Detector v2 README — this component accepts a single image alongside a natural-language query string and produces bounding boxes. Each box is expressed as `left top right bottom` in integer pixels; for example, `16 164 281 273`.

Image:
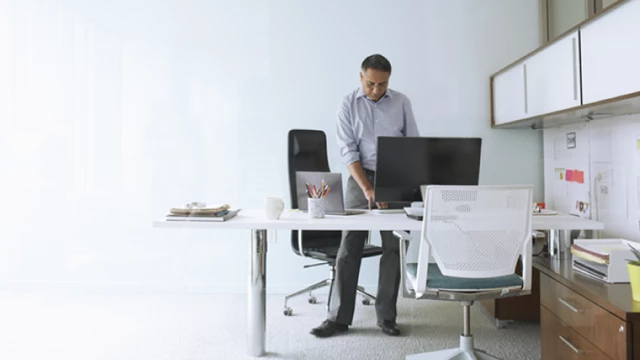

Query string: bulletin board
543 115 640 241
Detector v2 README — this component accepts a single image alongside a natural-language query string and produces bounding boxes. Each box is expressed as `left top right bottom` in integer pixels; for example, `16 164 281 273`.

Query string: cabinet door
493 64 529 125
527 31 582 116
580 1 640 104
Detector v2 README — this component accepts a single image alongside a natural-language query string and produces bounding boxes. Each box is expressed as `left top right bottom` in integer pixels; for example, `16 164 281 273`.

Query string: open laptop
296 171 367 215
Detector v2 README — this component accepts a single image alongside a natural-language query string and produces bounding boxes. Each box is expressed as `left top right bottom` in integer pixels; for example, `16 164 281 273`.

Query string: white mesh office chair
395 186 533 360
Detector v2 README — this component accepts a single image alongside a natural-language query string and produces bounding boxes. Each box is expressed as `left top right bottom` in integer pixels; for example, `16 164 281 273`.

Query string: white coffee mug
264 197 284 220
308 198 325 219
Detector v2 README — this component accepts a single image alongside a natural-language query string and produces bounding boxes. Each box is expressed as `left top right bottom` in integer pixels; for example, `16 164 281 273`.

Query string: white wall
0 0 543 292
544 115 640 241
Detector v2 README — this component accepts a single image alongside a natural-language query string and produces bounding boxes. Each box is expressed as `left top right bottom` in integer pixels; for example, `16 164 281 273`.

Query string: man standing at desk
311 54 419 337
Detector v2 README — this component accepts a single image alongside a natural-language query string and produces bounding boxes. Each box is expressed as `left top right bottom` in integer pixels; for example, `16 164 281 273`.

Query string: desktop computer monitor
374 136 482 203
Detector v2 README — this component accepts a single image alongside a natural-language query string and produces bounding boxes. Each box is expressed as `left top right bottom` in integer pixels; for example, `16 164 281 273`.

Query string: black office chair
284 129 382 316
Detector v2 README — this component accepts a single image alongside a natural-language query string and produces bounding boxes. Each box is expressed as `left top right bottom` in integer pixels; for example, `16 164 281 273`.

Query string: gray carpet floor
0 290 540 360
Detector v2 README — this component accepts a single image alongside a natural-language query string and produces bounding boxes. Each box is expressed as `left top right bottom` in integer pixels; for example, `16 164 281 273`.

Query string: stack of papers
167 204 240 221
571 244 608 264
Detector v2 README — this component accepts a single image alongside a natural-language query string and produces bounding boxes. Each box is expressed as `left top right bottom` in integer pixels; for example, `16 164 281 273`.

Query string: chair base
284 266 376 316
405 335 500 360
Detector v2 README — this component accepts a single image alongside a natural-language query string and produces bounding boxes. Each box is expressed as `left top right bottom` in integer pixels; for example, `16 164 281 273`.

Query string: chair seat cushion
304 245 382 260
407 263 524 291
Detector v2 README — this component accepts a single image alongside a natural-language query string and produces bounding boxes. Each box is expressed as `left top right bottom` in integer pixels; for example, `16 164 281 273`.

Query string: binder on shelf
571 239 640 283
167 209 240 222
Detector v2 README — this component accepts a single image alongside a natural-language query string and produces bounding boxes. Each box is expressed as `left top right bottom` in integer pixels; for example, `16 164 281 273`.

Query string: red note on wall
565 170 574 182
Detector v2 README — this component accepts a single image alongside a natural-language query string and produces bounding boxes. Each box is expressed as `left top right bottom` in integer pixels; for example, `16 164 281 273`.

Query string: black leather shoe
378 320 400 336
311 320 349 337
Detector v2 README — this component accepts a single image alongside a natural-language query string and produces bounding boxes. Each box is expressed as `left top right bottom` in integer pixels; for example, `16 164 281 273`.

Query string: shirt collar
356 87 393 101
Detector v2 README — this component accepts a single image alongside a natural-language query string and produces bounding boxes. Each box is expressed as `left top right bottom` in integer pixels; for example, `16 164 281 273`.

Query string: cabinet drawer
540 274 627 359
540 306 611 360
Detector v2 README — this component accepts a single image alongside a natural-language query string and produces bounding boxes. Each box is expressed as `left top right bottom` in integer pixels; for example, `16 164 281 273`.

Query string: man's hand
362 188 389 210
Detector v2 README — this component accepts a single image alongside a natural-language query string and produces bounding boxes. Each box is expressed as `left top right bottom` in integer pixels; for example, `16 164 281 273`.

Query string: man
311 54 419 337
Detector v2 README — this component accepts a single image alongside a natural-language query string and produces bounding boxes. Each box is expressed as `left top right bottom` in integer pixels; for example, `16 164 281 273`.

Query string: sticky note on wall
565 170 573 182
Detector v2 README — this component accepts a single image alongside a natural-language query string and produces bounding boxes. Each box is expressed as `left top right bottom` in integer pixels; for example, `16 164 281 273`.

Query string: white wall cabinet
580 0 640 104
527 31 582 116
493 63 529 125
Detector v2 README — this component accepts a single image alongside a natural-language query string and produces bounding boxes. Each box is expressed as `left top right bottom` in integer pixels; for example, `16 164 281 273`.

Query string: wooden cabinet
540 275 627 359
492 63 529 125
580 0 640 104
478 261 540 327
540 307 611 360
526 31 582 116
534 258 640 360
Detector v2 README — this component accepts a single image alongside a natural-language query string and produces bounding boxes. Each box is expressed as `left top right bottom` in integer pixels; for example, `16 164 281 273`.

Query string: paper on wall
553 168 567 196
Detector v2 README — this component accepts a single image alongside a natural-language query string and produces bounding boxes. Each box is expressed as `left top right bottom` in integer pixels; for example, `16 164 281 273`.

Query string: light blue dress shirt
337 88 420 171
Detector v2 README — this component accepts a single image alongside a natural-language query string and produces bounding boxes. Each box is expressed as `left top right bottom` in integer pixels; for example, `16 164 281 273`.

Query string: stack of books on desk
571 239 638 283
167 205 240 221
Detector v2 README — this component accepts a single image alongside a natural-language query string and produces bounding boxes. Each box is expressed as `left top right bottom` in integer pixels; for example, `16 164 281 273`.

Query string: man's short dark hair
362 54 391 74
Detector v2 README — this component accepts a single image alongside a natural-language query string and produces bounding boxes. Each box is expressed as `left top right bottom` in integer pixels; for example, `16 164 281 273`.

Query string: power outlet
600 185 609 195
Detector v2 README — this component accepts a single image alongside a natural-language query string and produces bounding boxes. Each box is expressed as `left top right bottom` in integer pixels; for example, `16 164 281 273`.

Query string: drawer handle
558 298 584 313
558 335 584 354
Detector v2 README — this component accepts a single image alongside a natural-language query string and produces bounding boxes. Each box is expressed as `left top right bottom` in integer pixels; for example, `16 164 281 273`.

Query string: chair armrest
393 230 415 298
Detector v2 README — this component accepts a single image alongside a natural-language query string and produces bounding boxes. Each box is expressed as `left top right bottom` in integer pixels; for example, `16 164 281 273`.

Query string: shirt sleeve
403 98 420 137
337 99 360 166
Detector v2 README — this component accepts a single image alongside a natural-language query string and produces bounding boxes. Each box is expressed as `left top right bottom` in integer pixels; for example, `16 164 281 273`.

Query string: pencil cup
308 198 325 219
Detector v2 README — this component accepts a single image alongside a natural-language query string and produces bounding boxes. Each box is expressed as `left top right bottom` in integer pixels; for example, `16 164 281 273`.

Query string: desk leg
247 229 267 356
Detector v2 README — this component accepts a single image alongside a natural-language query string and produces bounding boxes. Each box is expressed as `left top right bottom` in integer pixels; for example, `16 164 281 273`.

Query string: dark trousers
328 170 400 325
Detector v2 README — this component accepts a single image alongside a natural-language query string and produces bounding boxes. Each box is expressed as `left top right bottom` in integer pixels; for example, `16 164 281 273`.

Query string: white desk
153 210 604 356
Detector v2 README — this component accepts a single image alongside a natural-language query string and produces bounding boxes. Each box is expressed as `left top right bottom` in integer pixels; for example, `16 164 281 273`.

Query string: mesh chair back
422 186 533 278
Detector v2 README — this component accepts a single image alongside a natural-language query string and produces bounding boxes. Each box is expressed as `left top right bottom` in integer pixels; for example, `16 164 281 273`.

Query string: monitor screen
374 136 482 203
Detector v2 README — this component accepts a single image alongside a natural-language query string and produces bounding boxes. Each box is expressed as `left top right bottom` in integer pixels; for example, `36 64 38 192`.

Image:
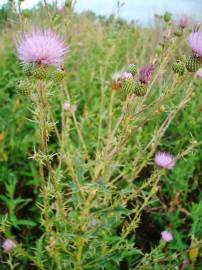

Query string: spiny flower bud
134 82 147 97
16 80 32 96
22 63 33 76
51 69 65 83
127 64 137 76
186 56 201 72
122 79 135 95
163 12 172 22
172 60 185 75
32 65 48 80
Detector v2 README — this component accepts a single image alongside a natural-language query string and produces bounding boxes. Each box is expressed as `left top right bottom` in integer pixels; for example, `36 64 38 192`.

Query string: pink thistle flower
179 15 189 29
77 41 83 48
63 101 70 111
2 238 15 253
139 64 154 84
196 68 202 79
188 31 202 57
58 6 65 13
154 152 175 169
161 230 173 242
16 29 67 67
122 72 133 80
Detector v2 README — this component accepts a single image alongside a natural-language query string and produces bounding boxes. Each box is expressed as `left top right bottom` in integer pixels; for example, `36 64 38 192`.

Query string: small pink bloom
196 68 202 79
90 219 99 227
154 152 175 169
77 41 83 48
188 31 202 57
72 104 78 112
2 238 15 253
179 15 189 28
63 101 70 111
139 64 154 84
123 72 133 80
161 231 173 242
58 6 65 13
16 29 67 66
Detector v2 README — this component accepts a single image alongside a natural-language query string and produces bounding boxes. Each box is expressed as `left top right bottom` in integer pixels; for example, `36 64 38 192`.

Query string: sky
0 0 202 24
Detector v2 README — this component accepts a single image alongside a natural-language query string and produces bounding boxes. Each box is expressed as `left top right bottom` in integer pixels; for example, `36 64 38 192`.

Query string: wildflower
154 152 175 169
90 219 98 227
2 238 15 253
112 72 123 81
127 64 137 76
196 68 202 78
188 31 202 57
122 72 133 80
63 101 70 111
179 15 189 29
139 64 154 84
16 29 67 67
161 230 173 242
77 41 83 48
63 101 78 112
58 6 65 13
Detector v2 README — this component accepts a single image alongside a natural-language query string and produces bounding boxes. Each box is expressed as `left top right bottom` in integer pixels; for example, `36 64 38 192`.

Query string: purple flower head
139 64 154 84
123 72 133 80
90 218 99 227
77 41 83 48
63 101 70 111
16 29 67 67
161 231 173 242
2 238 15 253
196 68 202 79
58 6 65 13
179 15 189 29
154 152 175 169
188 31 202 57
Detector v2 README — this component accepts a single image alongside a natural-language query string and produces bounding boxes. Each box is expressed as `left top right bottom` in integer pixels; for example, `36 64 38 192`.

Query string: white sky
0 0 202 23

> Prompt:
Update everything from the start of the listing down to the line containing "543 115 640 241", swapping "bulletin board" for "notice board" and keeping all else unchanged. Leave the pictures out of your answer.

> Solved problem:
Detector v2 README — this component accepts a single image alongside a natural-language query string and produces bounding boxes. Each box is expressed as `left top right bottom` in integer pixels; for example, `16 164 281 273`.

Image:

Query string: notice board
543 115 640 241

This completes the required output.